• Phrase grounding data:
BEGIN

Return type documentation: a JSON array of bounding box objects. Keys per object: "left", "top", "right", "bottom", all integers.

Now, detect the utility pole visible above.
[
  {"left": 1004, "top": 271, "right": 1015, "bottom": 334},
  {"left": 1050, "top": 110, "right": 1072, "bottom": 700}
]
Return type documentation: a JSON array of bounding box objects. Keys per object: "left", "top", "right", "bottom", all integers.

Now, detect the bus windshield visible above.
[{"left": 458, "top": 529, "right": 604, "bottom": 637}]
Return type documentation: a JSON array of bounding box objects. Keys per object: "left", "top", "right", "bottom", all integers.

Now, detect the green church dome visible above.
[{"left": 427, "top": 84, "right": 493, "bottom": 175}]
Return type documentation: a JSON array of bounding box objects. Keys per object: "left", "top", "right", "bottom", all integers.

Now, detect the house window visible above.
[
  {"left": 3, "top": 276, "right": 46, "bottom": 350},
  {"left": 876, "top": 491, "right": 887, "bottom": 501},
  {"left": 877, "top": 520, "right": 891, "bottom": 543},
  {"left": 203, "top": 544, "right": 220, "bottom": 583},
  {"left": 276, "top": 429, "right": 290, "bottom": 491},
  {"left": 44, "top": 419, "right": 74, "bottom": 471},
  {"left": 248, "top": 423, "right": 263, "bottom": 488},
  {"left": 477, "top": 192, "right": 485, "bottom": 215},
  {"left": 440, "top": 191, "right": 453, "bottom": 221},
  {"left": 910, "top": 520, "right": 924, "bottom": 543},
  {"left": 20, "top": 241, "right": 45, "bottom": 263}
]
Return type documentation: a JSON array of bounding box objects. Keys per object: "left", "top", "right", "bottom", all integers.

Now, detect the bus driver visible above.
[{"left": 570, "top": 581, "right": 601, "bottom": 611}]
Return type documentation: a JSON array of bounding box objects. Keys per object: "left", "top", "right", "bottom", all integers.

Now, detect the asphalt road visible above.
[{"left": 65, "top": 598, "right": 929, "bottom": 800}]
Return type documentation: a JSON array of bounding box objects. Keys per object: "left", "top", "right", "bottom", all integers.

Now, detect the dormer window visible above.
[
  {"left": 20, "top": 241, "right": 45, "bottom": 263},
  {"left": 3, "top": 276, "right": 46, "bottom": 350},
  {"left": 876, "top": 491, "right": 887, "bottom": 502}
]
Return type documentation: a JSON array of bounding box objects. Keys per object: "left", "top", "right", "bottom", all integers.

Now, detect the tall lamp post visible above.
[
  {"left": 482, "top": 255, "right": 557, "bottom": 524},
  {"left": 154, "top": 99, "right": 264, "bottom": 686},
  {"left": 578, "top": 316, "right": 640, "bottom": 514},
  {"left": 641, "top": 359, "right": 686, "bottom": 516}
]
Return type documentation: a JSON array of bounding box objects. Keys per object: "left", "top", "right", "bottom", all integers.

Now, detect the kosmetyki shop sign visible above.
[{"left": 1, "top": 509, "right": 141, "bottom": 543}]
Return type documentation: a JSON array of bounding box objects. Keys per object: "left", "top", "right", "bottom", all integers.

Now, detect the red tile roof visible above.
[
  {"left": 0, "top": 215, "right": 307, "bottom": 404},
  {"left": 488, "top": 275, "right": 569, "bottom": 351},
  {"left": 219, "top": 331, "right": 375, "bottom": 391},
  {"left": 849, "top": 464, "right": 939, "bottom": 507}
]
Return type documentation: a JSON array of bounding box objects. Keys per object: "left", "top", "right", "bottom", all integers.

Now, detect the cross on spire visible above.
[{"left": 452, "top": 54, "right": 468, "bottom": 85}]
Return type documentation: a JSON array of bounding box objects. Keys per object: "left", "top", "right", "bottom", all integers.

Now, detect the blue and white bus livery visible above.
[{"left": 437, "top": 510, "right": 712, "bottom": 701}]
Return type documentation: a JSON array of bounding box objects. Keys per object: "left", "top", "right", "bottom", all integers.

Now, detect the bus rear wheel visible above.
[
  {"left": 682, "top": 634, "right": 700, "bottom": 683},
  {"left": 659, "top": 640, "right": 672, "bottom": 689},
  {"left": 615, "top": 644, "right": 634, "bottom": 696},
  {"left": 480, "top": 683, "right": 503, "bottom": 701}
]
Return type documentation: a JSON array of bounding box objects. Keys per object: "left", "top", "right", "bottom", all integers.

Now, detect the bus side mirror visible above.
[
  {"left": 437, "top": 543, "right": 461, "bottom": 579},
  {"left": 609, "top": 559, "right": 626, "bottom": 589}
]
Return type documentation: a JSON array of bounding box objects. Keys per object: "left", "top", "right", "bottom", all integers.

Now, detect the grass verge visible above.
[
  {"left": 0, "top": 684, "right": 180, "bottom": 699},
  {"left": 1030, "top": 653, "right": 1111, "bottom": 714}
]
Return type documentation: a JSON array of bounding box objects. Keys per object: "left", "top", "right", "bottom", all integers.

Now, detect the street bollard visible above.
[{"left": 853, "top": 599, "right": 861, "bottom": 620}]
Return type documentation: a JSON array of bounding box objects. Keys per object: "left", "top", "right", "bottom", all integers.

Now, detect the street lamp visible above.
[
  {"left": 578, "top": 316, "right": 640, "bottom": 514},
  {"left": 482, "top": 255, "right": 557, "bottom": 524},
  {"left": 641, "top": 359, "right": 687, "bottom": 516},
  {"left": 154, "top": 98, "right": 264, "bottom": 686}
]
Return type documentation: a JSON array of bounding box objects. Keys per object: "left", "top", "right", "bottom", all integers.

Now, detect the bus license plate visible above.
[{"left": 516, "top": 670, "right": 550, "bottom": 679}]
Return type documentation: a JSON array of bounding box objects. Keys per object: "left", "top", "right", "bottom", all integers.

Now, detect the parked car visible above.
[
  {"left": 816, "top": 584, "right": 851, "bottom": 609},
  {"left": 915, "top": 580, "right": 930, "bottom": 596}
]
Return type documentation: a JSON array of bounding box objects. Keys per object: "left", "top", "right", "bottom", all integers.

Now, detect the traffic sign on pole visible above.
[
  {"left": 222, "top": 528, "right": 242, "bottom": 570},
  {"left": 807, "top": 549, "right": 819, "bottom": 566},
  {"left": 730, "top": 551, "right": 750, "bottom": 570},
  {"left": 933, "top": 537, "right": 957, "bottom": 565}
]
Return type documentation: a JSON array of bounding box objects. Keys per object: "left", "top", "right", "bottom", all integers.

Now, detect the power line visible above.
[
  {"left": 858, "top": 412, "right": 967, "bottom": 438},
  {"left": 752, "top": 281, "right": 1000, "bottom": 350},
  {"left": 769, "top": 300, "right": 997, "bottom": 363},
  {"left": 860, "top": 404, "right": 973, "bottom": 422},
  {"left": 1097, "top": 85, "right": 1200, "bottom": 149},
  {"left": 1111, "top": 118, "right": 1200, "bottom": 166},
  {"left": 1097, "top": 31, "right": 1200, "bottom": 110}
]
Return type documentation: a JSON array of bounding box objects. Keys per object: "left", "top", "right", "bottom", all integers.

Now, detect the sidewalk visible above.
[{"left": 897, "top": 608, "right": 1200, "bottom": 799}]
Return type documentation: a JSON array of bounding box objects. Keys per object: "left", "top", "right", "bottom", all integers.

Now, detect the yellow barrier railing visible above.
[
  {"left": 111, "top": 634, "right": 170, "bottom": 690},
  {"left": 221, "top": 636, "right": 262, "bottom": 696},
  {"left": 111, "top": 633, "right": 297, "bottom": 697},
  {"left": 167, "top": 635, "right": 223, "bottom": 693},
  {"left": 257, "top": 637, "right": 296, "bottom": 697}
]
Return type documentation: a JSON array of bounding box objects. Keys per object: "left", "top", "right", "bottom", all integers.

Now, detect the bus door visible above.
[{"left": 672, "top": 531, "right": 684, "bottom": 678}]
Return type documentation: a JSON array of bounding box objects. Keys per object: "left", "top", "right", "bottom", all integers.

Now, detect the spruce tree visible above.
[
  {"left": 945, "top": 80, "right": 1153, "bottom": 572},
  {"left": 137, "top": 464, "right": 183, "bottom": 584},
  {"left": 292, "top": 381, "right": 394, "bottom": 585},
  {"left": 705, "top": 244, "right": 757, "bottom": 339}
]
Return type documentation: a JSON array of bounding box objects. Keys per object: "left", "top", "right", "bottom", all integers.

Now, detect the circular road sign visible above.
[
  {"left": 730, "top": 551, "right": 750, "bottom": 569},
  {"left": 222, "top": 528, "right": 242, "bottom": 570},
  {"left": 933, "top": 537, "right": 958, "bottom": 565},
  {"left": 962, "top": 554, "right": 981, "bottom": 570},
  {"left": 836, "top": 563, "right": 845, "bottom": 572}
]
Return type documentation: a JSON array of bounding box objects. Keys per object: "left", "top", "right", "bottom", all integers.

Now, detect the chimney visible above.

END

• Problem to solve: Every line from the one containing "Now, detect the yellow" to the close of the records must be reproduced exactly. Include both ends and nothing more.

• Output for this exercise:
Now, detect the yellow barrier railing visible above.
[
  {"left": 111, "top": 634, "right": 170, "bottom": 690},
  {"left": 221, "top": 636, "right": 262, "bottom": 696},
  {"left": 111, "top": 633, "right": 297, "bottom": 697},
  {"left": 167, "top": 635, "right": 223, "bottom": 693},
  {"left": 257, "top": 637, "right": 296, "bottom": 697}
]
Return type documentation: a JSON array of bounding box objects. Keys per object: "left", "top", "right", "bottom", all integers.

Now, detect the bus door visible above.
[{"left": 672, "top": 531, "right": 684, "bottom": 678}]
Return type documentation: a JSON array of bounding box objects. Keys per object: "left", "top", "right", "bottom", all integers.

Now, detect the spruce tree visible above.
[
  {"left": 945, "top": 80, "right": 1153, "bottom": 572},
  {"left": 137, "top": 464, "right": 183, "bottom": 584},
  {"left": 292, "top": 381, "right": 394, "bottom": 585},
  {"left": 705, "top": 244, "right": 757, "bottom": 339}
]
Return type documentation: a JSON array of bounding box objects. Keys per object: "left", "top", "right", "bottom", all integers.

Now, detect the circular road sign visible above.
[
  {"left": 730, "top": 551, "right": 750, "bottom": 569},
  {"left": 222, "top": 528, "right": 242, "bottom": 570},
  {"left": 933, "top": 537, "right": 958, "bottom": 565},
  {"left": 962, "top": 554, "right": 981, "bottom": 570},
  {"left": 836, "top": 563, "right": 845, "bottom": 572}
]
Return type documentation: a JSON array of bounding box objects. Keys per object: "left", "top", "right", "bottom", all integers.

Now, detect the chimney visible above.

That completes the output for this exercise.